» **PROBLEM TO SOLVE**
From the text below on planning versus pantsing a story, quote everything from "You might expect" down to "every STORY, too.", word for word.

» **TEXT**
....................
I've tried to find attribution for that quote without luck, but it seems to be popular in Project Management circles. I heard it at a company meeting about strategic planning and business initiatives.

Writing is In Everything

Me? Every company meeting I'm in, all I can think about is how it's a lesson I associate with writing.

Company-level vision and goals? Writing.

Agile project development and SCRUM principles? Also writing.

Getting through slumps in diet or workout? Random podcast about getting your career as a comedian started? ... You get the picture.

Planners and Pantsers and Weaponry

We've talked about planners vs pantsers in the past, and I think it's one of those Hatfield and McCoy situations that makes people draw a line in the sand and stand behind it, weapons out.

*draws a line*

There's a line, and on this side of it, I'm a planner.

BUT.

(and it's MY but, so it's a big one)

You can overplan in SO many ways.

Procrastination Overplanning

You can overplan such that you never actually get started because there are literally infinity number of details about a world/story/magic system/personality/city/economy that FEEL important.

Surely, knowledge of the farming industry in your world affects your economies and societies, thus affecting the story, right? RIGHT?

(It can. It doesn't have to. And even if it does, you proooooobably don't need to know absolutely everything about it.)

Spark-Smothering Overplanning

You can ALSO overplan such that you wring all of the shining surprise juice from the fruit of your story.

I know I've done it. I've sat down to write a story that I thought I did a good job planning, only to find that the plot falls to ashes on my fingertips. All the pizazz, the opportunity for surprise ... it's just missing.

Inspiration-Throttling Overplanning

You can get so attached to your beautiful, organized, tab-divided, color-coded plan that the moment your creativity tosses you a curveball, you fly completely off the rails.

Either that curveball is significant enough to topple your entire structure or you're so focused on how perfect your plan is that you reject it without considering it.

... and if your "muse" is anything like mine, she sure as heckfire likes to toss curveballs.

Rubber Band Effect

The common reaction to falling into one of these overplanning states is to pitch your binders and highlighters into a bonfire, hitch up your pants, and just start writing.

I tried that too. It felt a lot like adding structure to my normal daydreaming.

Daydreams do not like being structured, I've found. I fell into problems of starting at the wrong spot and not knowing how to get from Point A to Point B in a way that wasn't overlay hand-wavy or super boring. The story also ended up being more of an "Adventures of ..." instead of a solid plot.

I like solid plots. I want to write them.

So pantsing clearly wasn't for me either.

So What's the Solution?

You might expect me to say "It's different for everyone" here, and in the past I would have said it.

It's true, of course, but it's not the whole truth.

The REAL truth that I'm starting to learn is that it's different for every STORY, too.

Which is why I find myself eyeballing that line in the sand I drew so confidently. Let's take a look at my stories to date.

Blue Moon

For those of you who don't know Blue Moon, it was a webserial that I wrote way back when I was in college and had a LiveJournal blog.
....................
» **LISTED RECORDS**

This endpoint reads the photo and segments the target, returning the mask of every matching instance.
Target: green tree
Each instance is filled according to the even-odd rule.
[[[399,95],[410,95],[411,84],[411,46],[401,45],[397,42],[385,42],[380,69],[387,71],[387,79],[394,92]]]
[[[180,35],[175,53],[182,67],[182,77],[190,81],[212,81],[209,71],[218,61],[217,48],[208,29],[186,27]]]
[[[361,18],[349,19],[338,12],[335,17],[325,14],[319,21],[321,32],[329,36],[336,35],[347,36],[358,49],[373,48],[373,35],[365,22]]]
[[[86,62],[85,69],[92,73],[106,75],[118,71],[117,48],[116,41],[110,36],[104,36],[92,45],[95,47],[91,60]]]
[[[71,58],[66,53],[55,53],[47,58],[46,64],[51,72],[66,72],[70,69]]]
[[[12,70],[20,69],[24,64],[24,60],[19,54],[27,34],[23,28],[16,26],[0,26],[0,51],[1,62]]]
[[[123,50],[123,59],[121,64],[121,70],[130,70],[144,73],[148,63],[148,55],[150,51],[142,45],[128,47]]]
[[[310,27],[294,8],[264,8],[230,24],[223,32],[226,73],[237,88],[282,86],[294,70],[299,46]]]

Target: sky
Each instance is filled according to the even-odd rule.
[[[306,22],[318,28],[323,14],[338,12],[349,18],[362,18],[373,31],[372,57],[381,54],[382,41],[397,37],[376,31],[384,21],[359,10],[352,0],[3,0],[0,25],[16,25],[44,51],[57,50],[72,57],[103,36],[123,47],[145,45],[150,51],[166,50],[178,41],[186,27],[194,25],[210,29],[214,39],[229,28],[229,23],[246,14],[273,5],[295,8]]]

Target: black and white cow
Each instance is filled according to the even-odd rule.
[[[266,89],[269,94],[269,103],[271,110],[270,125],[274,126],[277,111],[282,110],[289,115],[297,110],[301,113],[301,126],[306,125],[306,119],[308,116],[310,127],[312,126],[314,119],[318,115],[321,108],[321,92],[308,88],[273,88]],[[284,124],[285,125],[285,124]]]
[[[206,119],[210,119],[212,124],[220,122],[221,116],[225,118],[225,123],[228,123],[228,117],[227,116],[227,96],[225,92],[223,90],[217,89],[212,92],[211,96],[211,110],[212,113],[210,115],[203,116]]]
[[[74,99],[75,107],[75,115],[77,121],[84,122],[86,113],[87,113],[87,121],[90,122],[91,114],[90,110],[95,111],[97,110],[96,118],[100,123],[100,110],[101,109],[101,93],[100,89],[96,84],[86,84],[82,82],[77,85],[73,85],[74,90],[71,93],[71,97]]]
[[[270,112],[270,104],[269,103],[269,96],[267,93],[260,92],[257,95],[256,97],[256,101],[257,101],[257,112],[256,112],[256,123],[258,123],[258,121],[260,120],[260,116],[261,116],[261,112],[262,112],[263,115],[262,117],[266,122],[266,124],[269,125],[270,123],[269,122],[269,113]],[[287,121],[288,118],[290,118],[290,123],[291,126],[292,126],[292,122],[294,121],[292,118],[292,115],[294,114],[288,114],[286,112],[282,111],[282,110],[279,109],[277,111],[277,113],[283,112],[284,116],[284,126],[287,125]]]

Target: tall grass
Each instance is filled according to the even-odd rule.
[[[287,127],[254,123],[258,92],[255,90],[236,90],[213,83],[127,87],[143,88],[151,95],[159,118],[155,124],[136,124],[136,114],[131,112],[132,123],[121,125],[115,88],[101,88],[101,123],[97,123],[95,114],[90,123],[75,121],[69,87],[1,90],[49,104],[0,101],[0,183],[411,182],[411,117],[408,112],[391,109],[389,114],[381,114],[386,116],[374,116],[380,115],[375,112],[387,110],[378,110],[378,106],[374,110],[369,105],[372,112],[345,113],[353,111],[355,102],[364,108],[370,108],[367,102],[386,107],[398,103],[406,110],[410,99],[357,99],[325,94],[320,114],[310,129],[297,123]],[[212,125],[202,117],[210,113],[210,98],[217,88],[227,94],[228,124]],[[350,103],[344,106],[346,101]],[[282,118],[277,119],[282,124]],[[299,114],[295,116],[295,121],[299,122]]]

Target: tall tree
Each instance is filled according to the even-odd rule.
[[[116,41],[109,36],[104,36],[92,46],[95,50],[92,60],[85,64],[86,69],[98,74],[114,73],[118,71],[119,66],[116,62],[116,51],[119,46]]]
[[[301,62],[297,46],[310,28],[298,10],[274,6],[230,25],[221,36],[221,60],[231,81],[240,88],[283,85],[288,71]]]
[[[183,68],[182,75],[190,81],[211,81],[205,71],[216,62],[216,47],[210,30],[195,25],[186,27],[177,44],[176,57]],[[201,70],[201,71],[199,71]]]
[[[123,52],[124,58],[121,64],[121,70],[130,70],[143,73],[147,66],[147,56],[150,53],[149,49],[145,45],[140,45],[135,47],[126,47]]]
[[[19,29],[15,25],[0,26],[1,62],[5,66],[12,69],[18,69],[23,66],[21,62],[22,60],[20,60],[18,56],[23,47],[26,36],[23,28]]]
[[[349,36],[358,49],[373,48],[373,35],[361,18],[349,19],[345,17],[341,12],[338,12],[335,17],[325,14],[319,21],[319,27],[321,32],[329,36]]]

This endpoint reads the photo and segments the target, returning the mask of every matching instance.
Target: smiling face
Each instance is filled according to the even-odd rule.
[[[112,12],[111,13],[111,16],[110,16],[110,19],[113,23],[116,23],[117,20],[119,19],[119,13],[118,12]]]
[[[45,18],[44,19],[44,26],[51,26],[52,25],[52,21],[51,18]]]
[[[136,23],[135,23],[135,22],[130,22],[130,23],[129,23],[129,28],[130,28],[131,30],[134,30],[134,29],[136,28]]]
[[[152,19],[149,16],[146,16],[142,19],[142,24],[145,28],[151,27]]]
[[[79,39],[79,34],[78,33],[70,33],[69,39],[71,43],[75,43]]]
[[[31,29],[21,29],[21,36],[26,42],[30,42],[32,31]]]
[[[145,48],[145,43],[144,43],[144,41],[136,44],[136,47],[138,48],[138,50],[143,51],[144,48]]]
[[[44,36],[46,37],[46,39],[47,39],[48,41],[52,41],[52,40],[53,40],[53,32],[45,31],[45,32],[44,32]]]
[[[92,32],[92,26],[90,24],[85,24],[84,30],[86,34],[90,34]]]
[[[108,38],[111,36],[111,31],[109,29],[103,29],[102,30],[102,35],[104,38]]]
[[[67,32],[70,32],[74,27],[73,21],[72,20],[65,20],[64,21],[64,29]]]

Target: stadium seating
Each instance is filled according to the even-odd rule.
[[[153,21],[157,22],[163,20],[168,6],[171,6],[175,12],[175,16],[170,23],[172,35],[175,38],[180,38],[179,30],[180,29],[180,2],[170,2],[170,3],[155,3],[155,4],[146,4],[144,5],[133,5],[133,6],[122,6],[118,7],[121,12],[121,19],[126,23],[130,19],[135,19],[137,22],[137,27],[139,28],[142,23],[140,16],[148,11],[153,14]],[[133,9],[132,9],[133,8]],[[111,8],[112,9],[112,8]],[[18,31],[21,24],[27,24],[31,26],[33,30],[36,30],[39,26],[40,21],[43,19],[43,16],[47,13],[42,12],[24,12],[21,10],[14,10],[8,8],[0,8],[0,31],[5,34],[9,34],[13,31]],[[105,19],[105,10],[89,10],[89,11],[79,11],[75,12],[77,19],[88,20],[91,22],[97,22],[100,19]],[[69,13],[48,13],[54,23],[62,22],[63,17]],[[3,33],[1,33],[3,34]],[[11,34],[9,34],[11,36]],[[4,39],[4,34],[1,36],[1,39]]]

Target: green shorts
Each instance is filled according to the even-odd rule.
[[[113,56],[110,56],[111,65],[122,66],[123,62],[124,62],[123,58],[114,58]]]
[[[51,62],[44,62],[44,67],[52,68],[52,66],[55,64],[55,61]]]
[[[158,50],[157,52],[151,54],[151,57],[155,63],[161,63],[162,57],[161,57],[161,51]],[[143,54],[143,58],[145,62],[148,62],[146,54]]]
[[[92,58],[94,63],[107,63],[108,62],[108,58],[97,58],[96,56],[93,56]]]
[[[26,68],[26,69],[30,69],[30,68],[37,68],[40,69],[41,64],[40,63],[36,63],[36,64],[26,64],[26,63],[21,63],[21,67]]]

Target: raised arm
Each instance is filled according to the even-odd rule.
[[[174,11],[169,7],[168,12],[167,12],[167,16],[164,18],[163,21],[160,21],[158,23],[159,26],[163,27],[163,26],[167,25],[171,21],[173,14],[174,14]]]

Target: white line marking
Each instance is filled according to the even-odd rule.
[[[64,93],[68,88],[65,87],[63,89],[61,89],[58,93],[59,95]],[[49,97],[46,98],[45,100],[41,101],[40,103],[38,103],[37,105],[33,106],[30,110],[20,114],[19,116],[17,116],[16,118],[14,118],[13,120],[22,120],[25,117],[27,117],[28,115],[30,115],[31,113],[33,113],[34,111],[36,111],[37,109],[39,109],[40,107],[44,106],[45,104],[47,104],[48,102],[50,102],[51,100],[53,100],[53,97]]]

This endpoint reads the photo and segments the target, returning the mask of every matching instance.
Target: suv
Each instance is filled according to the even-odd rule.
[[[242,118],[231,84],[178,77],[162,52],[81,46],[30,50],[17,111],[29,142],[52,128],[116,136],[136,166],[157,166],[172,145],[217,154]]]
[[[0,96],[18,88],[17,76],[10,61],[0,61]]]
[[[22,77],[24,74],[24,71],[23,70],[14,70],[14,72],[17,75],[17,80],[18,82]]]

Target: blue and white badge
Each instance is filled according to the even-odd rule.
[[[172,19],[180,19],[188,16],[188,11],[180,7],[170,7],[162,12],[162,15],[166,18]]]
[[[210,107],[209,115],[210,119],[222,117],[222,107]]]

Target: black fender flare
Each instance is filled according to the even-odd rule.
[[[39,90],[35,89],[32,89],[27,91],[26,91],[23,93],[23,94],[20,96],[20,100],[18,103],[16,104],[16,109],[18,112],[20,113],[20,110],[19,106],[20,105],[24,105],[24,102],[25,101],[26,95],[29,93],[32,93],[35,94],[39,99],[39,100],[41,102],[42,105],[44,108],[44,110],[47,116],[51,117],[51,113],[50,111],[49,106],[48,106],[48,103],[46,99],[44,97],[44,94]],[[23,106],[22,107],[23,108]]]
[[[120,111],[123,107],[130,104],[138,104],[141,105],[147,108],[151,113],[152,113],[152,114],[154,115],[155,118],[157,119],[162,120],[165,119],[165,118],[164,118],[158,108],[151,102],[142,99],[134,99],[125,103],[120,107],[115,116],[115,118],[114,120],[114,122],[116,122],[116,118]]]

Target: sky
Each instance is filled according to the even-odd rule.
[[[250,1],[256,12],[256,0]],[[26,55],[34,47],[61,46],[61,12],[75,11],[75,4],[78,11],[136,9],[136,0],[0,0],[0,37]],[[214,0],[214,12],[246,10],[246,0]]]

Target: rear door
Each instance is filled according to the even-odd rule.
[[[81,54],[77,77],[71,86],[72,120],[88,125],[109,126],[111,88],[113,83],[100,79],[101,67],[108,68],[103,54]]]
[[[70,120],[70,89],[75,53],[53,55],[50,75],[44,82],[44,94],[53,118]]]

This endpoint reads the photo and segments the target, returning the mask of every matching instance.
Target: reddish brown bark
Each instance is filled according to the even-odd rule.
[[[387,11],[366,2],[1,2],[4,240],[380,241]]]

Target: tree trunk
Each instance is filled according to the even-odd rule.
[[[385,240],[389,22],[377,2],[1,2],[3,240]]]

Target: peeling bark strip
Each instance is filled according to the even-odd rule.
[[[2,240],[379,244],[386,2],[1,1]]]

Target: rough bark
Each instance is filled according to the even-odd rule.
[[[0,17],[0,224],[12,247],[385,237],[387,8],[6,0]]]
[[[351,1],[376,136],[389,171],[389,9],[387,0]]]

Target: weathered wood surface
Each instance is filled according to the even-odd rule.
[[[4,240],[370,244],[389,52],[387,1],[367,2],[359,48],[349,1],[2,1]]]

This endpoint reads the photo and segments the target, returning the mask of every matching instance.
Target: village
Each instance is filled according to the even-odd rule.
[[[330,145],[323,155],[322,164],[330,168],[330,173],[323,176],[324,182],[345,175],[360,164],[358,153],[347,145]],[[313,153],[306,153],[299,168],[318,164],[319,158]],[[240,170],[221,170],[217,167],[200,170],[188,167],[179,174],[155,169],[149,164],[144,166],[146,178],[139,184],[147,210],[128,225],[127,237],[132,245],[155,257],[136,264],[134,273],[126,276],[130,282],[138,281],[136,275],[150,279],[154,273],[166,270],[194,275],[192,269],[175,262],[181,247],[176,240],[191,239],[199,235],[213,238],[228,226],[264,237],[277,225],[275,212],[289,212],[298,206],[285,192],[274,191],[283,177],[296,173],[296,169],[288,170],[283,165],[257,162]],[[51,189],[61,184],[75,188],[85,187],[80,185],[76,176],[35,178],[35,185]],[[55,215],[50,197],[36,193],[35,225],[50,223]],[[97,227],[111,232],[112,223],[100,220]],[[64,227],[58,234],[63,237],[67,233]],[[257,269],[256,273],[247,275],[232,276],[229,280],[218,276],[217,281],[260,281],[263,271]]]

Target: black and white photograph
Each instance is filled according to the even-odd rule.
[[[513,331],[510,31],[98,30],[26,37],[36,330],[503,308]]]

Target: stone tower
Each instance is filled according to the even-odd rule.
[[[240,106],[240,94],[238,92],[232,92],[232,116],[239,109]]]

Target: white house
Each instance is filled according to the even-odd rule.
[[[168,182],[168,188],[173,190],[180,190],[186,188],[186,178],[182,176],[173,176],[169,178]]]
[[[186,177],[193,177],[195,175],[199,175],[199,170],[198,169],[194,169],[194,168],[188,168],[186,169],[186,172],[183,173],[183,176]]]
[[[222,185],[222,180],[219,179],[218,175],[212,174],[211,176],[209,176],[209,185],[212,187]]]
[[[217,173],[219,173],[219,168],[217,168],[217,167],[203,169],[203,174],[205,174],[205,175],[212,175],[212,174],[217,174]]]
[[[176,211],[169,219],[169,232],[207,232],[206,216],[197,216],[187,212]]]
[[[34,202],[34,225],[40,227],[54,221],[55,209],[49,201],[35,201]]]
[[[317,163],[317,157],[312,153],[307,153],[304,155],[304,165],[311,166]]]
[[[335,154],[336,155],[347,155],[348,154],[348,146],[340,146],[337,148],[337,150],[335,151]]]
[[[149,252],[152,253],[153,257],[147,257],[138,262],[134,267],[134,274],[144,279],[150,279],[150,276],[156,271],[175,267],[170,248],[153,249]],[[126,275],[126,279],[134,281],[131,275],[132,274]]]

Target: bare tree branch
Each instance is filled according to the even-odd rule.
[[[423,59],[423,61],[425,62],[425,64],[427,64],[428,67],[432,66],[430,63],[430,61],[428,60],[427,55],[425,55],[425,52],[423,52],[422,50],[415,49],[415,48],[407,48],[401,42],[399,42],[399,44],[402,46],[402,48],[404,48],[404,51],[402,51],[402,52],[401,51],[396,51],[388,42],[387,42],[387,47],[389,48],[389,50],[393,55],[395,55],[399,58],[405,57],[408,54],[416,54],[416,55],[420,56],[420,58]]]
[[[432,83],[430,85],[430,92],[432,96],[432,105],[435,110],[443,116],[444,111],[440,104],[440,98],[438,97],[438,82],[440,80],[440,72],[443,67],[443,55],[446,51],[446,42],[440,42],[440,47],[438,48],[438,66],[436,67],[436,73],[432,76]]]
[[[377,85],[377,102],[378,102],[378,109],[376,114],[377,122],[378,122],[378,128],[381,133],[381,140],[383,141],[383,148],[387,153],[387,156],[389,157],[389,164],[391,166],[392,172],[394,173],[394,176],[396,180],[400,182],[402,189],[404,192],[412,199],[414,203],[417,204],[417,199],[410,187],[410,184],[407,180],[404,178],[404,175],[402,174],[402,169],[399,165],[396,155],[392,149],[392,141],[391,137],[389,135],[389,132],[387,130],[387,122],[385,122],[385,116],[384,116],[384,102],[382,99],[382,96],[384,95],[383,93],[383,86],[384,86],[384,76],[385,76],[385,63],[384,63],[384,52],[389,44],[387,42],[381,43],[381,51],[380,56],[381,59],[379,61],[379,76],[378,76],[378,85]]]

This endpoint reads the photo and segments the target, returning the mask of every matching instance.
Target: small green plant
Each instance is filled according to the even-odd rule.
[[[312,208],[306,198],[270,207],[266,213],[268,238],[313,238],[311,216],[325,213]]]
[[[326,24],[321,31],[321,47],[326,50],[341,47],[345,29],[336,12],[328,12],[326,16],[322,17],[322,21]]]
....................
» **PROBLEM SOLUTION**
You might expect me to say "It's different for everyone" here, and in the past I would have said it.

It's true, of course, but it's not the whole truth.

The REAL truth that I'm starting to learn is that it's different for every STORY, too.